▶ Challenges
1. In the passage on composite curing presses, what is a hydroclave pressurized with?
2. Reproduce the part of the passage on composite curing presses that opens with the words "Examples of this" and closes with "and pressure conditions.".

▶ Document passage

· · · ·

Examples of this kind of press may be found in Pryer Technology Group's Triform Hydroform Presses (http://www.pryertechgroup.com/about_hydroform.html).

Conventional high strength, low weight structural ballistic composites are made from materials such as fiberglass or graphite. The composite article is typically made of multiple layers of such material, sometimes combining one or more types of material. Conventionally such stacks of composite fabric are laid up over a mold or die and thereafter cured under selected temperature and pressure conditions.

There are a number of conventional press systems in use for making such composite articles. An autoclave is one kind of Hot Isostatic Press (HIP) which in general applies both heat and pressure to the workpiece placed inside of it. Typically, there are two classes of autoclave. Those pressurized with steam can process workpieces that are able to withstand exposure to water, while the other class circulates heated gas to provide greater flexibility and control of the heating atmosphere, and for pieces that cannot withstand exposure to water.

Processing by autoclave is far more costly than oven heating and is therefore generally used only when isostatic pressure must be applied to a workpiece of comparatively complex shape. For smaller flat parts, conventional heated presses offer much shorter cycle times. In other applications, the pressure is not required by the process but is integral with the use of steam, since steam temperature is directly related to steam pressure. Rubber vulcanizing exemplifies this category of autoclaving.

For exceptional requirements, such as the curing of ablative composite rocket engine nozzles and missile nosecones, a hydroclave can be used, but this entails extremely high equipment costs and elevated risks in operation. The hydroclave is pressurized with water (rather than steam); the pressure keeps the water in liquid phase despite the high temperature. Since the boiling point of water rises with pressure, the hydroclave can attain high temperatures without generating steam.

While simple in principle, this brings complications. Substantial pumping capacity is needed, since even the slight compressibility of water means that the pressurization stores non-trivial energy. Seals that work reliably against air or another gas fail to work well with extremely hot water. Leaks behave differently in hydroclaves, as the leaking water flashes into steam, and this continues for as long as water remains in the vessel. For these and other reasons, very few manufacturers will consider making hydroclaves, and the prices of such machines reflect this.

U.S. Pat. No. 7,862,323 (incorporated herein by reference) discloses a new kind of HIP press or pressure chamber where both heat and isostatic pressure can be applied to layered composites over comparatively complex shapes. We call such a press or pressure chamber a Boroclave. The Boroclave does not use water as a pressuring or pressure transfer medium. A Boroclave can be either oil or silicon filled, or a combination of both, with suitable separation materials. This Boroclave press is filled with a substantially incompressible medium such as silicone, where the medium at least partially encloses an elastomeric vessel filled with fluid such as oil or water and in fluid communication with a source of pressurized fluid, such that, as the vessel is pressurized inside the transfer medium, the pressure expands throughout the medium to provide a substantially uniform pressure to the work piece against the mold. The Boroclave advantageously employs a barrier or bladder to separate the pressure transfer medium itself from the layers of the composite article which is being fabricated.

· · · ·

▶ Listed entries
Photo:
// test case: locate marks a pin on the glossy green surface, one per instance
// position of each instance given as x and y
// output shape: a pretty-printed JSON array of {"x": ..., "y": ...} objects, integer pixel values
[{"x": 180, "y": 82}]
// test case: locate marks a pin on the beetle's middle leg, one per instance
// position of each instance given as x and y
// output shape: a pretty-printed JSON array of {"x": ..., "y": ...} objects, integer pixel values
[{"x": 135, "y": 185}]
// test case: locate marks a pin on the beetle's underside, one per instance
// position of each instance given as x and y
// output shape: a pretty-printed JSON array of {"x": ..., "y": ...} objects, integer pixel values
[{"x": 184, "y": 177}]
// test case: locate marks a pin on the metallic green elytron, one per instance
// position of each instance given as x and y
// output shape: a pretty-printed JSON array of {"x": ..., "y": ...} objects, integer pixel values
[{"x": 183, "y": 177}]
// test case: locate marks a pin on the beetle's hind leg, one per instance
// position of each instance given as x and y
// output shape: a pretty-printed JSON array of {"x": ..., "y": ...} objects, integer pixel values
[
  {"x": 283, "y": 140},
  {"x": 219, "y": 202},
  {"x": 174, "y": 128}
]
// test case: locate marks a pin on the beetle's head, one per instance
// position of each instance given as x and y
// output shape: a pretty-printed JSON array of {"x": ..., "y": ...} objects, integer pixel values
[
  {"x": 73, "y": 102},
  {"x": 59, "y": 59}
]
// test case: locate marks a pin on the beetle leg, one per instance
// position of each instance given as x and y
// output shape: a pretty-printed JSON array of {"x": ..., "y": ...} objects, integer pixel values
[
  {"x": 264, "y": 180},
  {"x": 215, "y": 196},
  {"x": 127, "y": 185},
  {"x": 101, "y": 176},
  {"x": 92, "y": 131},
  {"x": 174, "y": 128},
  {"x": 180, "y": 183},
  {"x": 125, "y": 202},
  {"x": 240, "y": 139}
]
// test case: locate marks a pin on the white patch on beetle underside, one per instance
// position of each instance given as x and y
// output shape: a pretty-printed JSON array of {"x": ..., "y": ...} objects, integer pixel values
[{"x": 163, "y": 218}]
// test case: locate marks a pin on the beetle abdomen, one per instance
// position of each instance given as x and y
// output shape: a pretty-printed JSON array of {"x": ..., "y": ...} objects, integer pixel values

· · · ·

▶ Answers for the tasks
1. Water, rather than steam.

2.
Examples of this kind of press may be found in Pryer Technology Group's Triform Hydroform Presses (http://www.pryertechgroup.com/about_hydroform.html).

Conventional high strength, low weight structural ballistic composites are made from materials such as fiberglass or graphite. The composite article is typically made of multiple layers of such material, sometimes combining one or more types of material. Conventionally such stacks of composite fabric are laid up over a mold or die and thereafter cured under selected temperature and pressure conditions.